PASSAGE:
+ + +
Lauren Ruane and Dave publish paper on mating system variation across the range of a primarily selfing plant

Lauren Ruane and her students at Christopher Newport University conducted very detailed experiments documenting trait variation and its functional consequences across the geographic range of Clarkia xantiana ssp. parviflora, which is a primarily selfing plant. Floral and mating system variation in selfing taxa is often ignored and assumed not to have important consequences. Our results show considerable variation in the opportunity for outcrossing, the time period during which a plant has the capacity to outcross prior to the deposition of self pollen. In addition to protandry, delayed stigma receptivity differed substantially among some populations, providing a second mechanism for delaying selfing.

Ruane, L., S. Magnum, K.W. Horner, & D.A. Moeller. 2020. The opportunity for outcrossing varies across the geographic range of the primarily selfing Clarkia xantiana ssp. parviflora. American Journal of Botany 107:1198-1207. pdf


Amanda’s ragweed population genomics paper published in PLoS Genetics!

Amanda worked with the Tiffin lab, especially Tuomas Hamala, to analyze transcriptomes from across the north-south extent of the geographic range of common ragweed. They identified loci bearing footprints of local adaptation, and then use genotype-expression mapping and co-expression networks to infer the connectivity of the genes. The results indicate that the putatively adaptive loci are highly pleiotropic, as they are more likely than expected to affect the expression of other genes, and they reside in central positions within the gene networks.
+ + +
DATA FOR ANALYSIS:
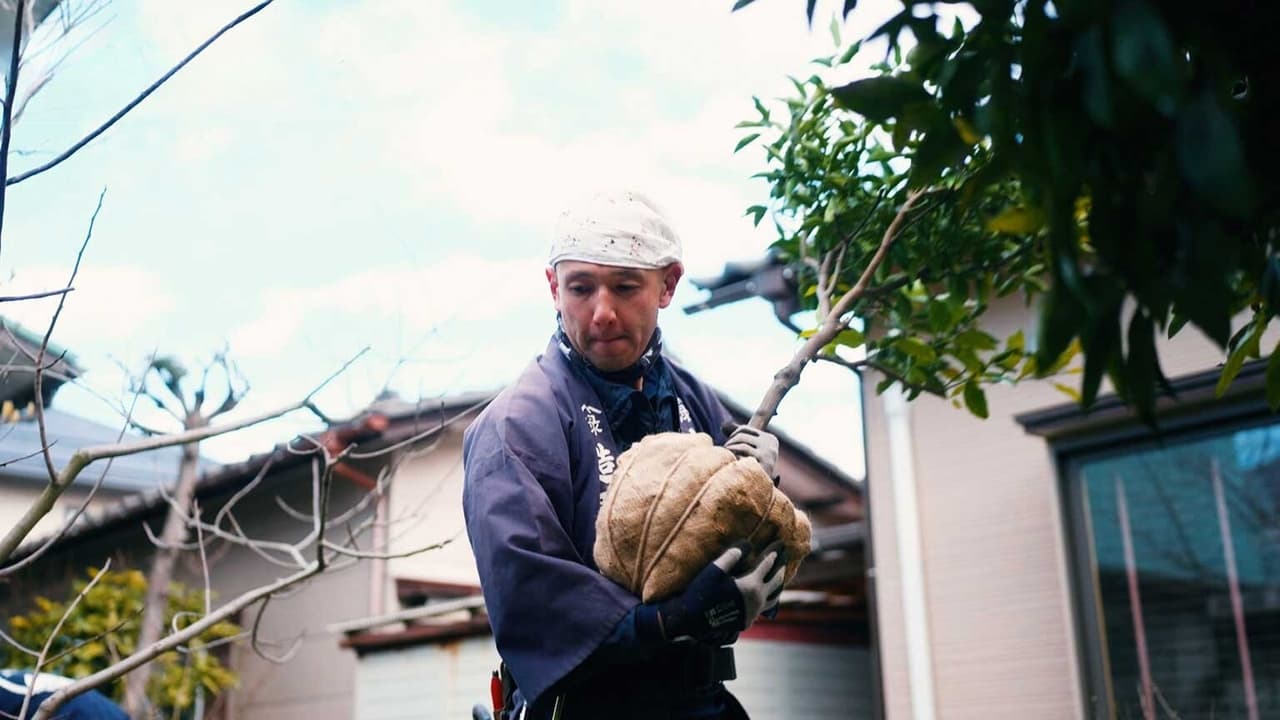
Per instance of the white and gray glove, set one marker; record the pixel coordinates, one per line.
(746, 441)
(760, 586)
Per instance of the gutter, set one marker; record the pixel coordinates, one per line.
(915, 616)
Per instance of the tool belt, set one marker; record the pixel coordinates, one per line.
(679, 670)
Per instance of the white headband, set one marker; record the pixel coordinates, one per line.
(616, 228)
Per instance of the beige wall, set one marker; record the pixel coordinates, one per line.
(997, 604)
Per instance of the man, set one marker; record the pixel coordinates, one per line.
(539, 459)
(14, 686)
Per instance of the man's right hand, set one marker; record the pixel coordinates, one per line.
(722, 598)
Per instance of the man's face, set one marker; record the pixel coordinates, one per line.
(609, 313)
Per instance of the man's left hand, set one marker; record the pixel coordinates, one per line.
(746, 441)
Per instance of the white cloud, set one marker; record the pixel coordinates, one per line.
(112, 304)
(407, 300)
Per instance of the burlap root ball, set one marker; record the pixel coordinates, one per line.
(676, 502)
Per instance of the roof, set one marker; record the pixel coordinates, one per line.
(21, 456)
(388, 420)
(18, 350)
(213, 481)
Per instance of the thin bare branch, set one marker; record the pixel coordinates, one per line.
(145, 655)
(17, 645)
(137, 100)
(257, 646)
(88, 497)
(19, 21)
(241, 493)
(35, 295)
(53, 636)
(85, 456)
(350, 552)
(44, 347)
(119, 625)
(424, 434)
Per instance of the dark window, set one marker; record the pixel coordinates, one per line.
(1176, 550)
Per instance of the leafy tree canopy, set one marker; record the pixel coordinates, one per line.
(103, 628)
(1111, 156)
+ + +
DESCRIPTION OF THE TASK: Repeat everything in the lab news from "Ruane, L., S." down to "in PLoS Genetics!". The records are not required for any of the work here.

RESULT FOR THIS TASK:
Ruane, L., S. Magnum, K.W. Horner, & D.A. Moeller. 2020. The opportunity for outcrossing varies across the geographic range of the primarily selfing Clarkia xantiana ssp. parviflora. American Journal of Botany 107:1198-1207. pdf


Amanda’s ragweed population genomics paper published in PLoS Genetics!